DO THIS — Rewrite the lines below that run from the line containing "Would you mind marking the red" through the end of the items, swapping "Target" for "Object" and leaving everything else unchanged.

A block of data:
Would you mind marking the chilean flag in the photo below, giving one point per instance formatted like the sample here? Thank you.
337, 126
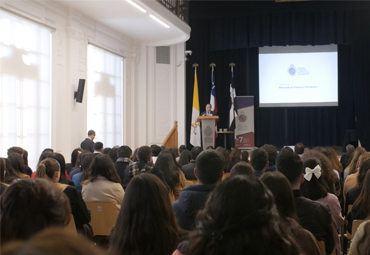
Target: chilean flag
213, 101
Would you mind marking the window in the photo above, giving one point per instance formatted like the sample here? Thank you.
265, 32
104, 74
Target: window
104, 95
25, 89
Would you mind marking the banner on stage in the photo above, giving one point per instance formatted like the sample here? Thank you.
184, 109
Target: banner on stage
244, 122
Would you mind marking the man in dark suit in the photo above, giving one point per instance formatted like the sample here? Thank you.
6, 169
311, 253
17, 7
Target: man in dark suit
123, 160
208, 111
88, 143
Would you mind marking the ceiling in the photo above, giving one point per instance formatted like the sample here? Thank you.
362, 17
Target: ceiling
124, 18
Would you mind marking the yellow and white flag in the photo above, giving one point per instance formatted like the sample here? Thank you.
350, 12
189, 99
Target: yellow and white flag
195, 125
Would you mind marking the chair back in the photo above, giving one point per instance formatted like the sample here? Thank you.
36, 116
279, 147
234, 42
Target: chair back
103, 217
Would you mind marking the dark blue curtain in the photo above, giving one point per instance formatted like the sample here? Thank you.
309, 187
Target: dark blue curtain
224, 32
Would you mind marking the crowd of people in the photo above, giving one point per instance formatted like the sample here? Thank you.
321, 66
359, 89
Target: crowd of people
176, 201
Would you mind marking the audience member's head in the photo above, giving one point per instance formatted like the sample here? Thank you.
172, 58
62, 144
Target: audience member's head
49, 169
209, 167
144, 154
290, 164
91, 134
146, 194
272, 152
239, 213
29, 206
102, 166
113, 154
16, 160
195, 151
299, 148
62, 163
245, 156
313, 187
259, 159
98, 147
280, 188
242, 168
182, 148
156, 150
185, 158
124, 152
15, 149
54, 240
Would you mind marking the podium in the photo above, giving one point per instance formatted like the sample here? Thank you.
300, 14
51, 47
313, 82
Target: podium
208, 130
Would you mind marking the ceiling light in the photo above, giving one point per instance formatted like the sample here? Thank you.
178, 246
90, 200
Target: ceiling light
136, 5
159, 21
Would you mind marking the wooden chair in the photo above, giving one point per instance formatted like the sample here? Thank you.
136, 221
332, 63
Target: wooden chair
103, 217
322, 247
71, 227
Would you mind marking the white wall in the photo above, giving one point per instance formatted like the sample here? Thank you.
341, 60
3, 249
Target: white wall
154, 94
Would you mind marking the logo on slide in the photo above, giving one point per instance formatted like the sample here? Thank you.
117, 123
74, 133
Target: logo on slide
292, 70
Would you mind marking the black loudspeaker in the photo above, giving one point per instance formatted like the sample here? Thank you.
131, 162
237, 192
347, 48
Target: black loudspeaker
79, 94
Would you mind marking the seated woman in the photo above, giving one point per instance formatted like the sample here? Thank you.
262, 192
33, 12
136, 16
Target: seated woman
361, 208
104, 184
175, 178
49, 169
240, 217
315, 188
280, 187
146, 223
29, 206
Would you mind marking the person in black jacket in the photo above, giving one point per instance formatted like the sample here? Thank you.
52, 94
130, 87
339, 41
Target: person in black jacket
144, 165
123, 160
88, 143
209, 167
313, 215
188, 169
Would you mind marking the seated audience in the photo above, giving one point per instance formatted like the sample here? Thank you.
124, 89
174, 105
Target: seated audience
242, 168
17, 163
279, 186
78, 178
299, 148
74, 156
24, 154
63, 173
185, 158
361, 241
239, 218
315, 189
313, 215
259, 161
174, 177
98, 147
56, 241
50, 169
29, 206
354, 193
104, 184
209, 167
245, 156
361, 208
188, 169
272, 152
146, 223
123, 160
144, 165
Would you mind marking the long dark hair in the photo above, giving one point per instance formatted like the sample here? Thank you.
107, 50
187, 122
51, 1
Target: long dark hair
28, 206
239, 213
102, 165
280, 188
316, 188
363, 199
146, 216
165, 163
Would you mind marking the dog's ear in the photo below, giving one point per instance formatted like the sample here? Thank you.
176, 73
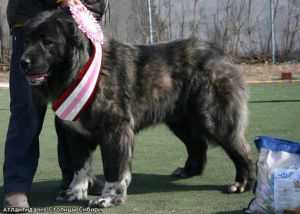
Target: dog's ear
70, 29
98, 7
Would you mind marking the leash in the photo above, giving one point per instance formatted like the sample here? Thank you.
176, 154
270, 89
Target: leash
81, 92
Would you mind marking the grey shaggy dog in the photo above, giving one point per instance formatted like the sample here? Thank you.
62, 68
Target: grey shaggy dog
190, 86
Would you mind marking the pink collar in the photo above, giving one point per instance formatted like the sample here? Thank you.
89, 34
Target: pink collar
79, 95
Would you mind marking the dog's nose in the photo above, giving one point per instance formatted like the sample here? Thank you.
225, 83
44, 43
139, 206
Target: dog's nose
25, 64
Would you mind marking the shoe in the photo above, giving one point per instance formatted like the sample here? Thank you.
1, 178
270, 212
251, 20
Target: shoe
15, 202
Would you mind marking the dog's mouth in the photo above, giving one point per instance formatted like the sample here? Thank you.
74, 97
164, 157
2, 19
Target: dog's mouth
36, 79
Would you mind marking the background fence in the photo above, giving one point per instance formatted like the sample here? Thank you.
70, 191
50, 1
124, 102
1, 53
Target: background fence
240, 27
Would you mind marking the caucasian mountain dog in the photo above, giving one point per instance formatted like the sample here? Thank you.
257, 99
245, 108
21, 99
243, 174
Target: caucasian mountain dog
188, 85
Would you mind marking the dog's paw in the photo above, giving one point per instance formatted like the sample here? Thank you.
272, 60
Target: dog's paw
107, 201
73, 194
238, 187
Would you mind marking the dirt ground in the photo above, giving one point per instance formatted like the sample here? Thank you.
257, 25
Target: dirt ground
256, 72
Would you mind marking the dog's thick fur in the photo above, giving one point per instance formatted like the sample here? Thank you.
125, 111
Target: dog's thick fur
190, 86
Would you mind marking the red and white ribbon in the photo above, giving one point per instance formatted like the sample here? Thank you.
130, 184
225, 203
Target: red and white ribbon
81, 91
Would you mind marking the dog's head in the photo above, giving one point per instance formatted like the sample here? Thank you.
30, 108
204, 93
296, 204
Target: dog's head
54, 47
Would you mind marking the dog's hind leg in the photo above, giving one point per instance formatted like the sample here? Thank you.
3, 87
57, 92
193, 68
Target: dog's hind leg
196, 146
239, 152
117, 149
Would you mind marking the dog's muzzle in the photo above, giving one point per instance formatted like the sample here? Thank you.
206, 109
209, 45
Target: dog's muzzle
33, 78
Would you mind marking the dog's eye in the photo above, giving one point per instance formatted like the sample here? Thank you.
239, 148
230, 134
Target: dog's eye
47, 42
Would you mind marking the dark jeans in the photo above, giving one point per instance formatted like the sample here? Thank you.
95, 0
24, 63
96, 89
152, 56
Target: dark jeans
25, 124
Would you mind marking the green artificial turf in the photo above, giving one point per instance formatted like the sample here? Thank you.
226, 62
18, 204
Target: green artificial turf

FINISHED EXERCISE —
Would you mind marking the red and white ribbon in the photo above, giving one point per instance formatted like the sample here? Thank you.
130, 184
225, 203
Object: red and white ribbon
81, 91
Would you mind marking the dog's head in the photo above, giving one point per instance formatted like the sample here? Thank you.
30, 108
204, 93
296, 204
Object: dog's head
54, 47
Would you mind marking the dog's hind leg in the photo above, giving one point per instance formatted like the sample here? Thank you.
3, 87
57, 92
193, 68
Object: dog's hind leg
196, 146
239, 152
117, 149
Would you mind marking the dog's muzzle in the photo above, giving one point per instance formatted like the sample here? Thank you.
206, 109
209, 45
Object: dog's muzzle
33, 78
Would you mind marking the dog's eye in the photo above, giving one point per instance formatted like the sample here? Thank you.
239, 148
230, 134
Object: dog's eye
47, 42
Would you mind marking the dark jeans in the photo above, giving one point per instance formatted like the sample here? Thank you.
95, 0
24, 63
96, 89
152, 56
Object: dark jeans
25, 124
Would you mind marking the green artificial turf in the photo above, giving one point per instance formatted like the sample here? Thank you.
226, 62
18, 204
Object: green artificial turf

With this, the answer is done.